Text:
---+---
History of Lake Wylie
Until the early 1900’s, the area now known as Lake Wylie was part of the 224 mile Catawba River. The river was an important resource — once the lifeblood of the Catawba (“river-people”) and other Sioux tribes. Later the river sustained the Europeans who settled and planted near its banks.
However, the river was flood-prone, shoal-filled, and dotted with waterfalls — too turbulent to permit the kind of water traffic that could have truly made it a formidable industrial presence.
Dr. Gil Wylie
In the early 1900’s, Dr. Walker Gil Wylie — a well-respected New York physician and former resident of Chester, S.C. — recognized the potential of the river. In addition to his extensive medical experience, Dr. Wylie had an engineering background — which spurred his interest in doing something about the stagnant industrial situation of the area around his hometown.
---+---
Supplied material:
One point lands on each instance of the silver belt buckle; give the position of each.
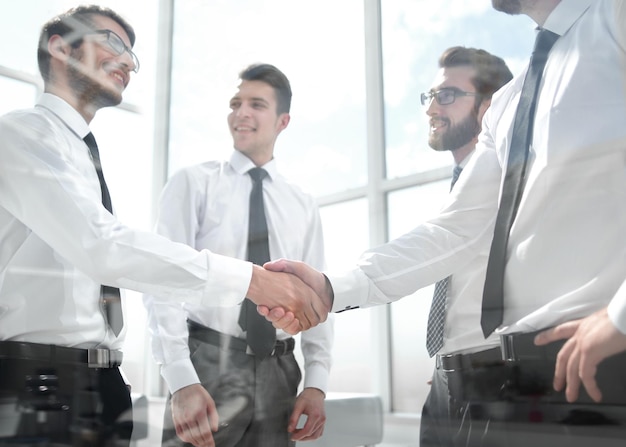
(507, 348)
(103, 358)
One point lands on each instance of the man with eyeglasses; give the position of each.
(456, 103)
(64, 255)
(557, 290)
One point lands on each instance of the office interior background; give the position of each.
(357, 139)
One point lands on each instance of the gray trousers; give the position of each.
(254, 398)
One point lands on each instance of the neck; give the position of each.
(461, 153)
(86, 109)
(539, 10)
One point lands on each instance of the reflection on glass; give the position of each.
(411, 367)
(16, 95)
(415, 33)
(346, 236)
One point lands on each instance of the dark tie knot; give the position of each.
(544, 42)
(257, 174)
(456, 173)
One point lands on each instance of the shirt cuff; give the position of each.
(350, 290)
(617, 309)
(316, 376)
(179, 374)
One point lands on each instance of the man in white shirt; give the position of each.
(566, 247)
(210, 371)
(64, 254)
(456, 103)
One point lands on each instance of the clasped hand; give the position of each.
(290, 294)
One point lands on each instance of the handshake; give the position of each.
(291, 295)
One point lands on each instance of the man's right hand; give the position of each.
(195, 415)
(317, 300)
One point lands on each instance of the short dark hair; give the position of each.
(491, 71)
(273, 76)
(73, 25)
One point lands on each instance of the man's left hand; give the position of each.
(591, 340)
(310, 402)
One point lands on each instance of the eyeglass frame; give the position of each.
(117, 51)
(427, 97)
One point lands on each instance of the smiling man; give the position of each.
(64, 255)
(456, 103)
(210, 360)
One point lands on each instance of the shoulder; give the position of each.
(289, 187)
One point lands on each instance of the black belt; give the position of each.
(215, 338)
(92, 358)
(459, 362)
(521, 347)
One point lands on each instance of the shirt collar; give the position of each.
(72, 119)
(565, 14)
(242, 164)
(465, 161)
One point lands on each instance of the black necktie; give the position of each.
(260, 334)
(110, 296)
(437, 314)
(521, 138)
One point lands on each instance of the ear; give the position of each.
(283, 121)
(482, 108)
(58, 47)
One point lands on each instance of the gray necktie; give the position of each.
(521, 138)
(260, 334)
(437, 314)
(109, 296)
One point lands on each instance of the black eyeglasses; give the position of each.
(118, 46)
(444, 96)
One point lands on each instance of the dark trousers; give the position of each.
(514, 404)
(254, 398)
(62, 404)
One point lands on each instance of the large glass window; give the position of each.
(124, 133)
(318, 45)
(414, 34)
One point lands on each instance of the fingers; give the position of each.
(565, 330)
(312, 429)
(561, 366)
(194, 415)
(311, 404)
(571, 358)
(587, 374)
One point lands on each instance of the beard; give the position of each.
(512, 7)
(456, 136)
(87, 88)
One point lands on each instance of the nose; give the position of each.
(243, 110)
(127, 61)
(433, 107)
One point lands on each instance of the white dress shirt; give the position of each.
(206, 206)
(58, 244)
(462, 331)
(567, 247)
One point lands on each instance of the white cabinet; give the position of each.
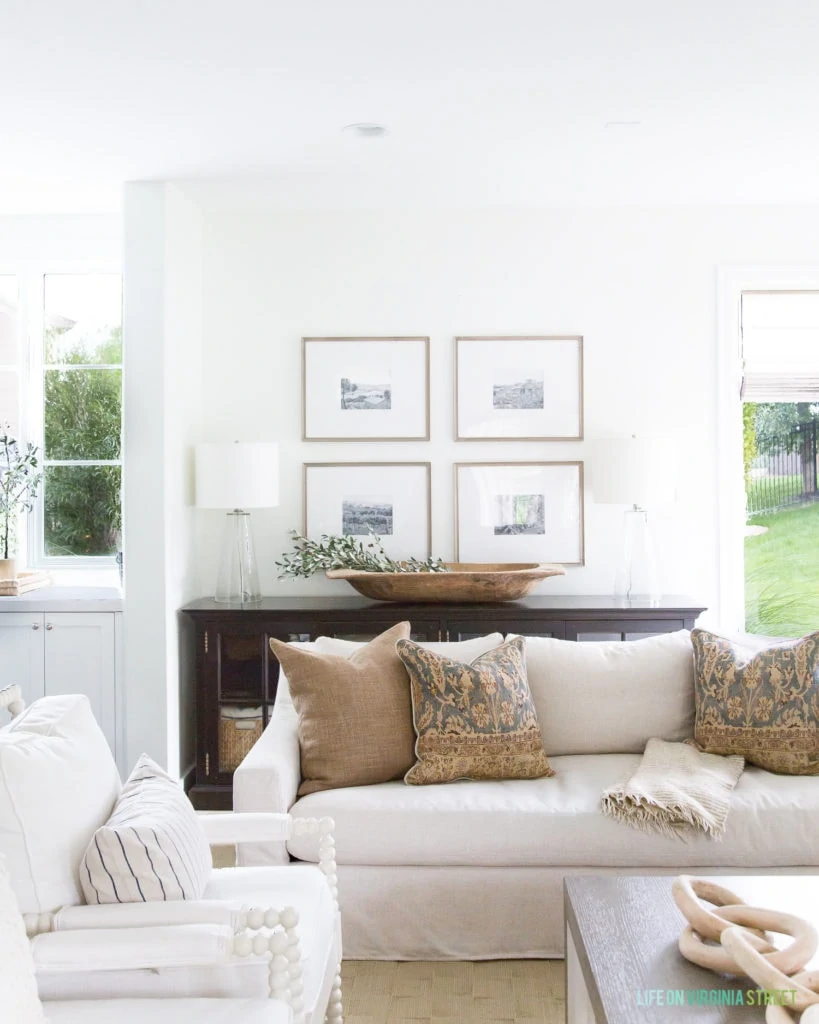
(23, 652)
(53, 652)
---+---
Questions on the material:
#1 Switch "physician" to "surgeon" in the part of the Lake Wylie history that opens with the words "History of Lake" and closes with "around his hometown.", and write that part out again.
#2 Resume the history of Lake Wylie from where it stops.

Answers for each item:
#1
History of Lake Wylie
Until the early 1900’s, the area now known as Lake Wylie was part of the 224 mile Catawba River. The river was an important resource — once the lifeblood of the Catawba (“river-people”) and other Sioux tribes. Later the river sustained the Europeans who settled and planted near its banks.
However, the river was flood-prone, shoal-filled, and dotted with waterfalls — too turbulent to permit the kind of water traffic that could have truly made it a formidable industrial presence.
Dr. Gil Wylie
In the early 1900’s, Dr. Walker Gil Wylie — a well-respected New York surgeon and former resident of Chester, S.C. — recognized the potential of the river. In addition to his extensive medical experience, Dr. Wylie had an engineering background — which spurred his interest in doing something about the stagnant industrial situation of the area around his hometown.

#2
A graduate engineer from the University of South Carolina, William C. Whitneer, joined with Dr. Wylie and others to build a dam and an experimental hydroelectric plant in Anderson, S.C. Following the success of this venture, Dr. Wylie and his brother created the Catawba Power Company in 1900, and began work on a dam near Fort Mill, SC.
The dam was completed in 1904 and the lake that resulted was christened “Catawba Lake.” In 1924, the dam was rebuilt, bringing the lake’s surface to over 13 thousand acres and 325 miles of shoreline. In 1960, the lake was renamed to honor the Dr. Wylie.
Lake Wylie became one of eleven lakes in the Catawba River chain. Electric power — supplied by what now is Duke Energy — completely transformed the area, carrying the local textile mills into their golden age, bringing people, roads, and prosperity.
Today, Lake Wylie continues to be a major energy center supporting the Wylie Hydroelectric Station, Allen Steam Station and the Catawba Nuclear Station (pictured above). The lake also serves as a water supply for Rock Hill, S.C. and Belmont, NC.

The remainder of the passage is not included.